**Written request:** Turn the lines of the listing below, from the line with "Please segment every instance of the flower" through the end of the listing, into a Markdown table with columns "Row" and "Line". Put each line's number in "Row" and the line itself in "Line", leaving out blank lines.

* START Material supplied *

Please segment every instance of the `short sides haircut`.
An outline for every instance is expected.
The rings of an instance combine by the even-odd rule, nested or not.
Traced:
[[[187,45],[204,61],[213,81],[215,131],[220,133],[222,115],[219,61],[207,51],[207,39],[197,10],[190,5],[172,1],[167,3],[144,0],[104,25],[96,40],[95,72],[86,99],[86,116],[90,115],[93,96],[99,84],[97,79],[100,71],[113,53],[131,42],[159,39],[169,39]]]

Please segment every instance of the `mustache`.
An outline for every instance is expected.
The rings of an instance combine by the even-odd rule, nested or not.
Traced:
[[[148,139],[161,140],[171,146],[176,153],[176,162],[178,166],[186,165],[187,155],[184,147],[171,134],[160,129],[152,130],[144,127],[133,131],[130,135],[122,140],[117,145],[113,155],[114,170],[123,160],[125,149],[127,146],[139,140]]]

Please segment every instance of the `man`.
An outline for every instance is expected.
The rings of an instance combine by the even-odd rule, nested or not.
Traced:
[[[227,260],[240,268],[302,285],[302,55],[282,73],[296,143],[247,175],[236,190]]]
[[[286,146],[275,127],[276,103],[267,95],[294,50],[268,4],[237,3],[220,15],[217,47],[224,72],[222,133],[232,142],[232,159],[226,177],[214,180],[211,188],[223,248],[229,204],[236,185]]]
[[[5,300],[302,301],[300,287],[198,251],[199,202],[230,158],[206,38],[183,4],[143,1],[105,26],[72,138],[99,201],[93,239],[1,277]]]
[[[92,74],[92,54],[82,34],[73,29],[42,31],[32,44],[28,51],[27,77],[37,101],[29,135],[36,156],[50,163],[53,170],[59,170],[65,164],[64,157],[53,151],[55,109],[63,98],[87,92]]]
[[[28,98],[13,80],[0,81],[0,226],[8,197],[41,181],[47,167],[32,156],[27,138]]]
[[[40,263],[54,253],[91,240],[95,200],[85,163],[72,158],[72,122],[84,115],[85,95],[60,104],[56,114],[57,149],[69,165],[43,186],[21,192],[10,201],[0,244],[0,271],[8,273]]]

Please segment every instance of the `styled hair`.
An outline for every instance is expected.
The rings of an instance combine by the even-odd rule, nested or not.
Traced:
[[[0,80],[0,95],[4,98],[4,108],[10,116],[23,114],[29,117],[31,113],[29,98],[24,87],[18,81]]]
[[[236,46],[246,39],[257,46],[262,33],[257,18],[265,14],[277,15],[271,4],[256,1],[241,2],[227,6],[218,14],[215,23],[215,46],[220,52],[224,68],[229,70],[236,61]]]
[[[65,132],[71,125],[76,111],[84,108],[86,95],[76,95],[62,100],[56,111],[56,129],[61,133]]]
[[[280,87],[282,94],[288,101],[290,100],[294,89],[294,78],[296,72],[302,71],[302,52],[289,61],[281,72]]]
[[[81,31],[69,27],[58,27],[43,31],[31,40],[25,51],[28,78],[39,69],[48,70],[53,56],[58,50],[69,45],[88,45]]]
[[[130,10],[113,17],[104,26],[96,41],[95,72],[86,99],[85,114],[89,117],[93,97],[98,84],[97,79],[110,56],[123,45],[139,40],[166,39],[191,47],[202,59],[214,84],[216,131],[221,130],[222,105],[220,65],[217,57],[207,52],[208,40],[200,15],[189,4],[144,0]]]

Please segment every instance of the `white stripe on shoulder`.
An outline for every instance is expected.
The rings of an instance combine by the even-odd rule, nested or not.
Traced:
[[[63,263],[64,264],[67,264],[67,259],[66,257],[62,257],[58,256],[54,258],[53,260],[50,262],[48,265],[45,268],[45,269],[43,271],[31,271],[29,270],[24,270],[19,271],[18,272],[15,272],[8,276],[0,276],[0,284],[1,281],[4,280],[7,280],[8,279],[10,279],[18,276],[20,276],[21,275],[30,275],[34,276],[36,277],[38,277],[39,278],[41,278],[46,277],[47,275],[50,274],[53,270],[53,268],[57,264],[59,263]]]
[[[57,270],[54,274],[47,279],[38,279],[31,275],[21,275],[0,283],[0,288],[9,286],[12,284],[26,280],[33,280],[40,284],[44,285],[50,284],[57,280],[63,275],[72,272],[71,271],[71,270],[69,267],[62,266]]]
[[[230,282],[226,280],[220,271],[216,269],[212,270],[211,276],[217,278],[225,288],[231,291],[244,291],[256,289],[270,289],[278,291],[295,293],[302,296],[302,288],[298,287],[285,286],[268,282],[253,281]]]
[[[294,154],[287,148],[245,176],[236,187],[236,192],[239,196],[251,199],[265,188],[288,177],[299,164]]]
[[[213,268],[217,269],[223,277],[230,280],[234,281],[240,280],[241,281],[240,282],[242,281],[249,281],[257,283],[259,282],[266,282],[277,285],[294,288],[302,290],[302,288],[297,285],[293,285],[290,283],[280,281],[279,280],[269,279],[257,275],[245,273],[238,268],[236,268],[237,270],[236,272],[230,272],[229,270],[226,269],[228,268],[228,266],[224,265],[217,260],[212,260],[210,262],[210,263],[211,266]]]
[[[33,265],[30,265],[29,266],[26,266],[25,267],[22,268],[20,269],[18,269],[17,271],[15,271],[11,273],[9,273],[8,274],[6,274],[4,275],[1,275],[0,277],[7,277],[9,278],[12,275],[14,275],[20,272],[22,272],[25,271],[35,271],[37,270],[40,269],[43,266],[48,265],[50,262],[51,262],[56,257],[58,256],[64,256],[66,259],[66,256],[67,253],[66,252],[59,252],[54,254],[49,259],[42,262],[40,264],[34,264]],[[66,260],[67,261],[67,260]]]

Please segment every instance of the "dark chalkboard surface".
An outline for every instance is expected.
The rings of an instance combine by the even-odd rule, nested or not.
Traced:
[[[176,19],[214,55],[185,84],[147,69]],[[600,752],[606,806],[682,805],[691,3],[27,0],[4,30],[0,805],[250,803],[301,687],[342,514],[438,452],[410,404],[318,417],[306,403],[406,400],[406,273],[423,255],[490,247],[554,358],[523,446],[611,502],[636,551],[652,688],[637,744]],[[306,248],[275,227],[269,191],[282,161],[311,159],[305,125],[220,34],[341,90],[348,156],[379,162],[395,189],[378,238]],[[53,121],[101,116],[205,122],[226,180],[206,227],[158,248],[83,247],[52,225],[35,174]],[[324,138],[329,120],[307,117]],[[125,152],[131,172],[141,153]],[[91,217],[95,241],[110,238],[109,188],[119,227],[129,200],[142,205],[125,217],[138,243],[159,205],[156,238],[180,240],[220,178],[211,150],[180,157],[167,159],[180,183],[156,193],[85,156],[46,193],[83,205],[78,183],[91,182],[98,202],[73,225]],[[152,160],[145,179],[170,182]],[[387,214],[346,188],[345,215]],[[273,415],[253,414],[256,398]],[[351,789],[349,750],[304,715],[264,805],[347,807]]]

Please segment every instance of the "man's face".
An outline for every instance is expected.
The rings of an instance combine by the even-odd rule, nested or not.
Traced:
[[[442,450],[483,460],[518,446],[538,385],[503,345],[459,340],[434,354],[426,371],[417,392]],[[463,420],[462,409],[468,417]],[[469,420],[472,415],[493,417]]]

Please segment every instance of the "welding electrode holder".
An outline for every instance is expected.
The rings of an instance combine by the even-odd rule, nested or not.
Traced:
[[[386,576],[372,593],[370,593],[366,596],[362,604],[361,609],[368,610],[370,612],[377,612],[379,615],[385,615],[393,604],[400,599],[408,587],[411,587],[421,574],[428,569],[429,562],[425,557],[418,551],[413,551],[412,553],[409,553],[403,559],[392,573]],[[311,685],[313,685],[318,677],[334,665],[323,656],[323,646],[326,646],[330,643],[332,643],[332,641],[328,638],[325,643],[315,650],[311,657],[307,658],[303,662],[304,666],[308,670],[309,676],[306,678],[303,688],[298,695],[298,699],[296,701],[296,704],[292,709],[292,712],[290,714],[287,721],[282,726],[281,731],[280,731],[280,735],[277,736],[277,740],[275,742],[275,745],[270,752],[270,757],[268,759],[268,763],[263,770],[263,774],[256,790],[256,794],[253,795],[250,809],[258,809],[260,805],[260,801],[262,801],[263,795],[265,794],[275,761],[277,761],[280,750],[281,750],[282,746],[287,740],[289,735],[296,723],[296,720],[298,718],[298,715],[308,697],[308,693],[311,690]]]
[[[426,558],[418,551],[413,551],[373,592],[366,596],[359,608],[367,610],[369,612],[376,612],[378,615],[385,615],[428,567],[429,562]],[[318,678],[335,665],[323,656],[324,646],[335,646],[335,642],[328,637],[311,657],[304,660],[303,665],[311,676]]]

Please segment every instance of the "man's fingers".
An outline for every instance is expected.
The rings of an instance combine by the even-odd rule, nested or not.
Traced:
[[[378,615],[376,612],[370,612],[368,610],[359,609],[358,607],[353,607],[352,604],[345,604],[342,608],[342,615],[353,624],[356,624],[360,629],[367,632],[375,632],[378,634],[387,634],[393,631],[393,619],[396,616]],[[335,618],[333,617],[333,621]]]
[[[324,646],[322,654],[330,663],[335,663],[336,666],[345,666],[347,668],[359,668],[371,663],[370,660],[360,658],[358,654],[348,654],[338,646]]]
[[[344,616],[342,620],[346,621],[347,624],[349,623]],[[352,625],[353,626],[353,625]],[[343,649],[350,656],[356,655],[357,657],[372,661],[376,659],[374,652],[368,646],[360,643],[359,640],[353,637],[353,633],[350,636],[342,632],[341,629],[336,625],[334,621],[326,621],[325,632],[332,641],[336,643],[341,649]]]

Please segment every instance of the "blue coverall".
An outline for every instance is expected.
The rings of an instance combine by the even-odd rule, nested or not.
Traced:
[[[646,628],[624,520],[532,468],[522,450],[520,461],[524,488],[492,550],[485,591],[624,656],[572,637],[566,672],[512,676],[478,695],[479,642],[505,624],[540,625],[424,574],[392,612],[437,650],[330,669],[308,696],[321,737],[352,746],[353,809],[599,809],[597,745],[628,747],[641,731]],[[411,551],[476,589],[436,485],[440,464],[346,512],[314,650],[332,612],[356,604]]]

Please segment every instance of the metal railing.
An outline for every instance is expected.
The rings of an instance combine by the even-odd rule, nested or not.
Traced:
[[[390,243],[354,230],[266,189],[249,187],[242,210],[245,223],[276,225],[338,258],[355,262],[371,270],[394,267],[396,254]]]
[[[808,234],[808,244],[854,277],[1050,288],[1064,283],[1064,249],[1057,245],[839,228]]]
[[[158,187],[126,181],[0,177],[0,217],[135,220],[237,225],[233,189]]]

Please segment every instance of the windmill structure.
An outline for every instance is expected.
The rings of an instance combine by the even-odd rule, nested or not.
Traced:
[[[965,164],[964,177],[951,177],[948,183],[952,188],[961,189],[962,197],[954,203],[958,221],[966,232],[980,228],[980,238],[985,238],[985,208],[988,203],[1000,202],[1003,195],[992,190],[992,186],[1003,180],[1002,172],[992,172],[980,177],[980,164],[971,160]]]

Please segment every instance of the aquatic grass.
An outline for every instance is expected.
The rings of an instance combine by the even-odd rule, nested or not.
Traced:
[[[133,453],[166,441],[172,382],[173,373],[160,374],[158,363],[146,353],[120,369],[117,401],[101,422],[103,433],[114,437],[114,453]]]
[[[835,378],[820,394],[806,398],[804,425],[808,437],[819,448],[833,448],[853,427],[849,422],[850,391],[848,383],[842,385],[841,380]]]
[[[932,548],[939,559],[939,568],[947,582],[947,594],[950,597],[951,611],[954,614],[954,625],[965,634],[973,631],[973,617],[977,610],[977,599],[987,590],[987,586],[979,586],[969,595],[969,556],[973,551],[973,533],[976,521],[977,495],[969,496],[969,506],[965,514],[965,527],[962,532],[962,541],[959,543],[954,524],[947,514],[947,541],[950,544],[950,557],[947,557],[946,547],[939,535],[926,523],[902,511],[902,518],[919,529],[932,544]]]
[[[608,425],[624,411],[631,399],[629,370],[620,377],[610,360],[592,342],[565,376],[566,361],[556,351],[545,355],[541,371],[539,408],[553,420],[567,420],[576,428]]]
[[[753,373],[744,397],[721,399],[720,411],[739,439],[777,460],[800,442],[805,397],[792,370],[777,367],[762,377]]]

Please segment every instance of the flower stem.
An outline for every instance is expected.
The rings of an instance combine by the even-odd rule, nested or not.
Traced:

* END Material supplied *

**Solution to this exercise:**
| Row | Line |
|---|---|
| 1 | Please segment every instance of the flower stem. |
| 2 | An outline for every instance is expected. |
| 3 | The rings of an instance combine by the even-odd rule, nested or not. |
| 4 | Traced: |